**Excerpted passage**.
■ ■ ■ ■ ■ ■ ■

ERROR: Invalid requirement: '#'


In [9]:
# importing the necessary modules we will use in out project
import requests
import pandas as pd
import os
from bs4 import BeautifulSoup

#### The URLs which we will use 

In [11]:
github_topics_url = "https://github.com/topics"  # github topics page URL
git_base_url = "https://github.com" # github official base URL

## Scrape the list of topics from Github

To scrape the list of topics from a GitHub page, we'll:

* Use the requests library to download the page.
* Use BeautifulSoup (BS4) to parse and extract the information.
* Convert the extracted information to a Pandas DataFrame for easier manipulation.
  
Let's write a function to download the page.

In [13]:
def get_url_page(topic_url):
    # Dowload the web-page info
    response = requests.get(topic_url)
    # check for any Exception and catch it
    if response.status_code != 200:
        raise Exception('Failed to Load page.')
        
    # Use soup to parse page html info and return soup
    topic_soup = BeautifulSoup(response.text,'html.parser')
    return topic_soup

The get_url_page function downloads the HTML content of a specified web page using its URL and parses it using BeautifulSoup. If the page fails to load, the function raises an exception. The result is a BeautifulSoup object that represents the parsed HTML, which can be used for further data extraction and manipulation.

In [15]:
def get_topic_titles(soup):
    """
    Extracts the titles of topics from the parsed HTML content.

    Parameters:
    soup (BeautifulSoup): The BeautifulSoup object containing the parsed HTML content.

    Returns:
    list: A list of topic titles as strings.
    """
    # CSS class for topic titles
    topics_selection_class = "f3 lh-condensed mb-0 mt-1 Link--primary"
    # Find all <p> tags with the specified class
    all_topics = soup.find_all('p', {'class': topics_selection_class})
    
    topics = []
    
    # Extract and clean text from each <p> tag
    for topic in all_topics:
        topics.append(topic.getText().strip())
    return topics

def get_topic_desc(soup):
    """
    Extracts the descriptions of topics from the parsed HTML content.

    Parameters:
    soup (BeautifulSoup): The BeautifulSoup object containing the parsed HTML content.

    Returns:
    list: A list of topic descriptions as strings.
    """
    # CSS class for topic descriptions
    topic_desc_class = "f5 color-fg-muted mb-0 mt-1"

■ ■ ■ ■ ■ ■ ■

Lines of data
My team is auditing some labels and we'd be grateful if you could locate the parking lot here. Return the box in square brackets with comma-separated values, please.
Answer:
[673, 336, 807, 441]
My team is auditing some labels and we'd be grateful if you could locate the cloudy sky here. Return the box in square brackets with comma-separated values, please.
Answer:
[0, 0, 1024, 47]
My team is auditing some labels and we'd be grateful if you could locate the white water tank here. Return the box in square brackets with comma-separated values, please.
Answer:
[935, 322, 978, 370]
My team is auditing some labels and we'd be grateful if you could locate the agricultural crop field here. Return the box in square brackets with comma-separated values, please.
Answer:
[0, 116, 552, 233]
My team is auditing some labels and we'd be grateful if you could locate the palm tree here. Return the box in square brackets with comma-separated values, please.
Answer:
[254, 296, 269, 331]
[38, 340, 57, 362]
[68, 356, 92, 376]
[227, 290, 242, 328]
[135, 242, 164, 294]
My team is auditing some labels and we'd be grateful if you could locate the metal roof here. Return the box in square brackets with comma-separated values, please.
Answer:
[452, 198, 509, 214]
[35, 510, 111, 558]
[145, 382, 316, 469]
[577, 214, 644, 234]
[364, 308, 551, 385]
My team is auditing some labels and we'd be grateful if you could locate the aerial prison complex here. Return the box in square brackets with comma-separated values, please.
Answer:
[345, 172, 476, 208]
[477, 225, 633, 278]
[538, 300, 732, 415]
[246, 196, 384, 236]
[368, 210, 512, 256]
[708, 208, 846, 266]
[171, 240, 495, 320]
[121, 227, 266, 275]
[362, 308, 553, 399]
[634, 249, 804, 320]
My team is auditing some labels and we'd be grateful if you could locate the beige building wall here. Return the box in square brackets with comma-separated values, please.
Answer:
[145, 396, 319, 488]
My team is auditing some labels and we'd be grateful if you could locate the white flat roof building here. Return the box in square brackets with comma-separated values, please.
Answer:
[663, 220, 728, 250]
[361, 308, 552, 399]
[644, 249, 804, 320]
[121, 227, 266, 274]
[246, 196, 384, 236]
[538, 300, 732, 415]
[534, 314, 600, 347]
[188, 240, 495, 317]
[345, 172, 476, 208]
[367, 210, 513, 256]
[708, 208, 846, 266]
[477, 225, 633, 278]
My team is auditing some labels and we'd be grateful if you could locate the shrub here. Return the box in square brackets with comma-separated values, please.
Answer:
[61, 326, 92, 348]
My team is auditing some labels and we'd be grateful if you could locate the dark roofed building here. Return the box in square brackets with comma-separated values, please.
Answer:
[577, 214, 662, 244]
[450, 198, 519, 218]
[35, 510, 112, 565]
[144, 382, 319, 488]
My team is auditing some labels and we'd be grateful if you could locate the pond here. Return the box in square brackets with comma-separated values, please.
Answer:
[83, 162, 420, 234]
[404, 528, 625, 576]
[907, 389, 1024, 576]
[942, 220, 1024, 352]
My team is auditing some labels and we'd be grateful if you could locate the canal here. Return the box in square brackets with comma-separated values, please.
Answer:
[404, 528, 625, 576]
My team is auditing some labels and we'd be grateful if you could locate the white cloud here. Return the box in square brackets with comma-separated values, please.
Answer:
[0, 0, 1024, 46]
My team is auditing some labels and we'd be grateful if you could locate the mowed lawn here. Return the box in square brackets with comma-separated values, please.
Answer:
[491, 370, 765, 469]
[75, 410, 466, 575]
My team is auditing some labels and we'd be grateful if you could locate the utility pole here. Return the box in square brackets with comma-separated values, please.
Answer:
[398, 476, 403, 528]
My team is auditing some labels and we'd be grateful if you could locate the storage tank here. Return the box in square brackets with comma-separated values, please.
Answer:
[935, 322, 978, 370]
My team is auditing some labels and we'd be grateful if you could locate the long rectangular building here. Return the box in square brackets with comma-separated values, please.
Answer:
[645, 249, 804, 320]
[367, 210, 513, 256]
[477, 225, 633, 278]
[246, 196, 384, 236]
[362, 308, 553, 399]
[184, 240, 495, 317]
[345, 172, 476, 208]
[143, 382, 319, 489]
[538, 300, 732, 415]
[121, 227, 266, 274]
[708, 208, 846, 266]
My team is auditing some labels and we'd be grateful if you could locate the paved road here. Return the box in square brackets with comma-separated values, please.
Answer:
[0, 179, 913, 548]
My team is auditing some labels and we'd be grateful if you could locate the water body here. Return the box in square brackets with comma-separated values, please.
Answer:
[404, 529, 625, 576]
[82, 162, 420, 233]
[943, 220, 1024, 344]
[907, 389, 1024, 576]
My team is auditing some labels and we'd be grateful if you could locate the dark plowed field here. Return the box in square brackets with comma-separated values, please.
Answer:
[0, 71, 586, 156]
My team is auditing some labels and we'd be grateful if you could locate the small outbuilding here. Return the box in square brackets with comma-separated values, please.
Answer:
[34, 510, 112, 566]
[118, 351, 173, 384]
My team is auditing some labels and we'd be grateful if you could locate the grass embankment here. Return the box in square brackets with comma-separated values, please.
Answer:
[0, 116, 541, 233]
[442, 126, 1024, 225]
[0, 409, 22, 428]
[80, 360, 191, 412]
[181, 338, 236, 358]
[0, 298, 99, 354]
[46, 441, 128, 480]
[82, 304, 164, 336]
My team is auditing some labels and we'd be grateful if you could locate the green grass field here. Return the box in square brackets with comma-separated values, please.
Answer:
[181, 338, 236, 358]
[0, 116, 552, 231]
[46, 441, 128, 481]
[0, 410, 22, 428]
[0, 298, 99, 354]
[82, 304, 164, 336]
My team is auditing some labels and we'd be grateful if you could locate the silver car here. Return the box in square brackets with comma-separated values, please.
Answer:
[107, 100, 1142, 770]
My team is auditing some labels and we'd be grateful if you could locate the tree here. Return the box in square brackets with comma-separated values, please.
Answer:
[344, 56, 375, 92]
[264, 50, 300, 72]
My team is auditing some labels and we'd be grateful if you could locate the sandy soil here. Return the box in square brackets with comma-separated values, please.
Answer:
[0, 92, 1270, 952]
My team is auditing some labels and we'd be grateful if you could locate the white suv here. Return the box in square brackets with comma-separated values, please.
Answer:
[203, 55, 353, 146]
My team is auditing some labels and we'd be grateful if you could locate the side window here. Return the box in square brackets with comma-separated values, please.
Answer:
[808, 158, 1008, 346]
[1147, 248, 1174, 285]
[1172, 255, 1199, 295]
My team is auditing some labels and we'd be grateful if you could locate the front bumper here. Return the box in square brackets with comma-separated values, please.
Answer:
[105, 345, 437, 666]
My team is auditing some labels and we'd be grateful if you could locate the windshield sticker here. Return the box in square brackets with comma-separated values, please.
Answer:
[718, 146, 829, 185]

■ ■ ■ ■ ■ ■ ■

**Objective 1**. Decide whether each statement agrees with the excerpt on scraping GitHub topics, answering yes or no and quoting the deciding words: (a) get_url_page raises an exception when the response status code is not 200; (b) get_topic_titles searches for <div> tags; (c) the extracted information is to be converted to a Pandas DataFrame.
**Objective 2**. In one to three sentences, explain why get_url_page in the excerpt on scraping GitHub topics parses the downloaded page with BeautifulSoup and returns the result.

**Written solution 1**.
(a) Yes: "if response.status_code != 200:" and "raise Exception('Failed to Load page.')"
(b) No: "Find all <p> tags with the specified class"
(c) Yes: "Convert the extracted information to a Pandas DataFrame for easier manipulation."

**Written solution 2**. The function parses the page's HTML content into a BeautifulSoup object that represents the parsed HTML. It returns that object so it can be used for further data extraction and manipulation.